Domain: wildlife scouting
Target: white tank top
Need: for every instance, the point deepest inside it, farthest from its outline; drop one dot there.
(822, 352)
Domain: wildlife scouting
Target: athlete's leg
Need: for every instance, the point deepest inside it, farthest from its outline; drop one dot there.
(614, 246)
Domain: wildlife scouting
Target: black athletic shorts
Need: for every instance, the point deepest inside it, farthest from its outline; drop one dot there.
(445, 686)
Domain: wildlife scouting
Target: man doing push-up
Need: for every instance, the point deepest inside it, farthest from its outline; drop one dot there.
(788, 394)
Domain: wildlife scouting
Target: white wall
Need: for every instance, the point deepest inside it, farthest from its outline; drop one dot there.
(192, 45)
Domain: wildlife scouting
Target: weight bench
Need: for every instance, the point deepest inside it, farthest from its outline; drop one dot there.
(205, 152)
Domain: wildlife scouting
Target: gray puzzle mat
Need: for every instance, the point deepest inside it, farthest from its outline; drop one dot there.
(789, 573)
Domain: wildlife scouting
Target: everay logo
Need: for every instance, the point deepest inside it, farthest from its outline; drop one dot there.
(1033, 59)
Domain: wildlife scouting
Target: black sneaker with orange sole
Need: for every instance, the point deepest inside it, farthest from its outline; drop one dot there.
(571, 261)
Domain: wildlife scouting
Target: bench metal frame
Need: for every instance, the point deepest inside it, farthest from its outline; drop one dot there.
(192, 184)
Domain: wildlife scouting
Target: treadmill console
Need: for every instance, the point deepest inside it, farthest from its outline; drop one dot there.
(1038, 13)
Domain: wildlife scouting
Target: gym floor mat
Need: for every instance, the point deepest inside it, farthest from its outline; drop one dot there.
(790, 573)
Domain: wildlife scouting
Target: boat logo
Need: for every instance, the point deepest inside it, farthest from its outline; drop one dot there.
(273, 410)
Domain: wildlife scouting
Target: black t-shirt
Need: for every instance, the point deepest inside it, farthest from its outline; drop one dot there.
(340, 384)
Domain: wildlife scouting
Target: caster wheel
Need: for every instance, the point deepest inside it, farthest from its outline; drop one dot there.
+++
== REQUIREMENTS ==
Write out the data again, exactly and in full.

== EXERCISE SOLUTION ==
Domain: wildlife scouting
Target: white tank top
Need: for every instance, the point deepest inside it, farthest from its outline; drop one dot there.
(822, 352)
Domain: wildlife scouting
Target: athlete's leg
Need: for every instance, the point deepest inside it, farthest from its outline; drop one dot there.
(614, 246)
Domain: wildlife scouting
Target: black athletic shorts
Need: for every instance, the point deepest inside it, farthest from its outline; drop one dot there.
(445, 686)
Domain: wildlife scouting
Target: man doing push-up
Need: for every instance, the point deepest inside it, farthest from its outline; drop one dot there.
(788, 394)
Domain: wildlife scouting
Target: white wall
Need: for every instance, the point deepest inside it, farthest from its outline; drop one dot there.
(192, 45)
Domain: wildlife scouting
Target: weight bench
Need: for every instance, the point deepest inside it, farthest from its outline; drop one dot there.
(205, 152)
Domain: wildlife scouting
Target: gray puzzle mat
Need: for every instance, the point deepest inside it, farthest from its outline; drop one dot there.
(789, 573)
Domain: wildlife scouting
Target: everay logo
Need: for every instance, the point deepest inside it, farthest from its outline; drop one dot there.
(1033, 59)
Domain: wildlife scouting
Target: black sneaker with orange sole
Need: for every instance, the point deepest inside it, farthest from its outline; drop one dot there.
(571, 261)
Domain: wildlife scouting
Target: bench metal frame
Need: for every instance, the point deepest inside it, farthest from its outline; drop one dot there.
(192, 184)
Domain: wildlife scouting
Target: treadmill console
Need: for every instance, the point deepest inside it, farthest from its outline; drop one dot there.
(1038, 13)
Domain: wildlife scouting
Target: gym floor mat
Need: for every instance, the point deepest inside it, farthest from its outline; drop one dot there.
(790, 573)
Domain: wildlife scouting
Target: boat logo
Need: for every instance, the point deepest inside it, farthest from its outline; drop one dot there.
(273, 410)
Domain: wildlife scouting
Target: black t-shirt
Need: for every instance, the point deepest inside it, farthest from its outline; drop one dot there.
(340, 384)
Domain: wildlife scouting
Target: caster wheel
Need: for every instance, the point deepest inside it, farthest from its outline; drop one dot there.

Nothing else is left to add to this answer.